** TRECHO APRESENTADO **
----

Uma crítica ao determinismo causal universal divino no calvinismo
Quais as objeções que podem ser levantadas contra o determinismo causal universal divino [no Calvinismo]? Pelo menos cinco objeções vem imediata a mente.
O determinismo universal divino anula a agência humana. Desde que nossas escolhas não estão sob nosso controle, mas são causadas por Deus, os seres humanos não podem afirmar serem agentes reais. Eles são meros instrumentos por meio dos quais Deus age para produzir algum efeito, como um homem usando um pau para mover uma pedra. Claro, causas secundárias retém todas as suas propriedades e poderes como causas intermediárias, como os teólogos reformados nos lembram, exatamente como um pedaço de pau retém suas propriedades e poderes que o torna útil para os propósitos daquele que o utiliza. Os pensadores reformados não precisam ser ocasionalistas como Melebranche. Mas estas causas intermediárias não são, em si mesmas, agentes, mas meras causas instrumentais, pois elas não tem nenhum poder para iniciar a ação. Consequentemente, a afirmação de Yandell de que é dúbio que no determinismo divino haja realmente mais do que um agente no mundo parece justificada. A resposta [calvinista] que “Os crentes reformados não estão persuadidos que a ‘onicausalidade’ necessariamente implica em ‘monocausalidade'”, e nos fala meramente sobre a psicologia dos crentes reformados antes do que das objeções defeituosas de Yandell e em todo caso ignora a objeção por confundir “monocausalidade” (que não precisa se seguir do determinismo divino) e “monoagência” (que se segue). A extensa citação [do calvinista] de Warfield afirma que “a realidade e real eficiência de todas as causas secundárias…como produtores próximos dos efeitos que ocorrem no mundo” mas não responde a objeção que em um mundo determinista existe apenas um agente: Deus. Eu suspeito que desde que [o calvinista] crê que existe realmente uma única causa primária na realidade, ele, por fim, concordaria que existe um agente na realidade. Esta conclusão não apenas vai de encontro ao nosso conhecimento de nós mesmos como agentes, mas também deixa inexplicável o motivo de Deus nos tratar como agentes, nos mantendo responsáveis pelo que Ele nos levou a fazer e nos usou para fazer.

----

** EXERCÍCIO 1 **
Responda com base no texto sobre o determinismo divino:
(a) Quantas objeções, no mínimo, vêm imediatamente à mente?
(b) A que imagem o texto recorre para mostrar como Deus age por meio dos seres humanos?
(c) Qual dos dois termos, "monocausalidade" ou "monoagência", o texto diz que se segue do determinismo divino?
** EXERCÍCIO 2 **
Repita sem alterações o trecho do texto sobre o determinismo divino que começa em "Uma crítica ao" e vai até "imediata a mente.".
** EXERCÍCIO 3 **
Prossiga o texto sobre o determinismo divino a partir da última frase apresentada.
As linhas que vêm a seguir não têm nenhum papel aqui.

----

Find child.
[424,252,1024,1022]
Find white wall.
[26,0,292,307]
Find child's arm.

----

** RESPOSTA 1 **
(a) Pelo menos cinco.
(b) A de um homem que usa um pau para mover uma pedra.
(c) A "monoagência".

** RESPOSTA 2 **
Uma crítica ao determinismo causal universal divino no calvinismo
Quais as objeções que podem ser levantadas contra o determinismo causal universal divino [no Calvinismo]? Pelo menos cinco objeções vem imediata a mente.

** RESPOSTA 3 **
O determinismo causal universal não pode ser afirmado racionalmente. Existe um tipo de caráter atordoante que se auto anula no determinismo. Pois se alguém passa a acreditar que o determinismo é verdade, ele tem que acreditar que a razão que o levou a acreditar é simplesmente que ele foi determinado a acreditar. Não se tem condições, de fato, de pesar os argumentos prós e contra e se decidir livremente sobre esta base. A diferença entre a pessoa que pondera os argumentos a favor do determinismo e os rejeita e a pessoa que pondera os mesmos argumentos e os aceita é totalmente que eles foram determinados por fatores causais fora de si mesmos para acreditar e o outro para não acreditar. Quando você percebe que sua decisão para crer no determinismo foi, em si mesma, determinada e que mesmo sua percepção presente desse fato exatamente agora foi determinada da mesma forma, um tipo de vertigem entra em cena, pois tudo o que você pensa, até mesmo este próprio pensamento, está fora de seu controle. O determinismo poderia ser verdade, mas é muito difícil ver como ele poderia ser afirmado racionalmente, desde que sua afirmação mina a racionalidade de sua afirmação.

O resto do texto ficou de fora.